--- BEGIN ---

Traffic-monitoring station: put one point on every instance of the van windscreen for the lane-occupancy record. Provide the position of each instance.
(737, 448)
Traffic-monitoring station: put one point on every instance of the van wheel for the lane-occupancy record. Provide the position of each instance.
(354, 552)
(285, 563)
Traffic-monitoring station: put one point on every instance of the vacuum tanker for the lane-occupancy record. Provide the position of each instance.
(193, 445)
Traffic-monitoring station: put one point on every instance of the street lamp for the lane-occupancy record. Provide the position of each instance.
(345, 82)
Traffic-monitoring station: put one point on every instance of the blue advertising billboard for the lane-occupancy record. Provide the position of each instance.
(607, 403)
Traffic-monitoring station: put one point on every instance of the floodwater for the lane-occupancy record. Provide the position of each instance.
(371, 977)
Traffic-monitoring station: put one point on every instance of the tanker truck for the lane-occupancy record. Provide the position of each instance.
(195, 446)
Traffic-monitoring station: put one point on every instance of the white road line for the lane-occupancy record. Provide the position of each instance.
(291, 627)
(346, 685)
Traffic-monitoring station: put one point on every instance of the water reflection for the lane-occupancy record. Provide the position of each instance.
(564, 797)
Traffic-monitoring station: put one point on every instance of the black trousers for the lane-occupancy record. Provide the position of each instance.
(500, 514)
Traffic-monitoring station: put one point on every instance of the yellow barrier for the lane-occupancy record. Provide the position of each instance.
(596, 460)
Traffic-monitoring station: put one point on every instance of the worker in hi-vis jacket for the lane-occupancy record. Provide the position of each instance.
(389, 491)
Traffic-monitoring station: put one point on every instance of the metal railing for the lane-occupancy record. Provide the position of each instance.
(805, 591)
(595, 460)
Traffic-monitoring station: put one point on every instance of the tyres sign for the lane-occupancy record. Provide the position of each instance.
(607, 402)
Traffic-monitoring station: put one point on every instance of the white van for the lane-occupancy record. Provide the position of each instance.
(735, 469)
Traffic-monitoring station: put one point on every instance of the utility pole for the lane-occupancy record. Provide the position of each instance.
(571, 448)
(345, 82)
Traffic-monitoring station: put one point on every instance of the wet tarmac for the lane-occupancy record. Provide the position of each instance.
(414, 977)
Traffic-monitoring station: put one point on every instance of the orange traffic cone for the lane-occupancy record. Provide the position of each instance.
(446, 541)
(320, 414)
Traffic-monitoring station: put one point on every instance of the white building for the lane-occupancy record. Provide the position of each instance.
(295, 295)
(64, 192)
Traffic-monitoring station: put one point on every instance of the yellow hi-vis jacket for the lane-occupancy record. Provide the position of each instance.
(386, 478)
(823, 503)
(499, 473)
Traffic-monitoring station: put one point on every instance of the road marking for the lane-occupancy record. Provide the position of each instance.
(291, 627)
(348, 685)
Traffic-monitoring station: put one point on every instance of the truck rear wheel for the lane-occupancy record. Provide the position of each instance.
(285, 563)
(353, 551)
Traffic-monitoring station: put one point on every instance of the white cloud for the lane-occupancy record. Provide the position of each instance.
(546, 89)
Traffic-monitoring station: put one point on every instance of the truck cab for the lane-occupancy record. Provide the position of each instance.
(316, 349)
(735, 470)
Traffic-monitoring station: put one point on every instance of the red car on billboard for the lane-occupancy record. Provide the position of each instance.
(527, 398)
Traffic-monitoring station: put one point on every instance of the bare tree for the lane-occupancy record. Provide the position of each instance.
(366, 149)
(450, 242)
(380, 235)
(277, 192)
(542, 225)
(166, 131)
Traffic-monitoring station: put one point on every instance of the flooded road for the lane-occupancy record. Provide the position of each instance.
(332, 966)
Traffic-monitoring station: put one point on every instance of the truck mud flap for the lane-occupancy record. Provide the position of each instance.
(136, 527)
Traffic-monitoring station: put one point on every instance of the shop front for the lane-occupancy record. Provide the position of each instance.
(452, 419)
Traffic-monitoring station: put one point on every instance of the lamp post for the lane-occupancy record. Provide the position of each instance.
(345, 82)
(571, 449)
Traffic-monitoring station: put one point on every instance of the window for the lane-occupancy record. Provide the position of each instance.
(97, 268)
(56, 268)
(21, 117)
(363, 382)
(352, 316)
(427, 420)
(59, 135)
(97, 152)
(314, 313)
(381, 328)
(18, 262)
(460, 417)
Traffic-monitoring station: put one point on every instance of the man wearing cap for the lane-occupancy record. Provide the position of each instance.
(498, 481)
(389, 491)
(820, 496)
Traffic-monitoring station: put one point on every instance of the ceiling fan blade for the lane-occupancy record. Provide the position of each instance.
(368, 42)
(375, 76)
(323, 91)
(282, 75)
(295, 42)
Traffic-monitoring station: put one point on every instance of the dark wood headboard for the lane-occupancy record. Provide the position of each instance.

--- END ---

EXERCISE BRIEF: Rescale the stretch from the line containing "of the ceiling" through the end of the material, copying every line, requests included. Multiply each answer coordinate by 1.5 and round to whole numbers, with halves rounded up.

COMPLETE RESPONSE:
Traffic-monitoring station: put one point on every instance of the ceiling fan blade for the lane-occupancy record. Provide the position of each instance.
(552, 63)
(563, 114)
(485, 137)
(423, 113)
(443, 63)
Traffic-monitoring station: put one point on every instance of the dark wood headboard for the lane-occupancy record. Provide the position of each instance.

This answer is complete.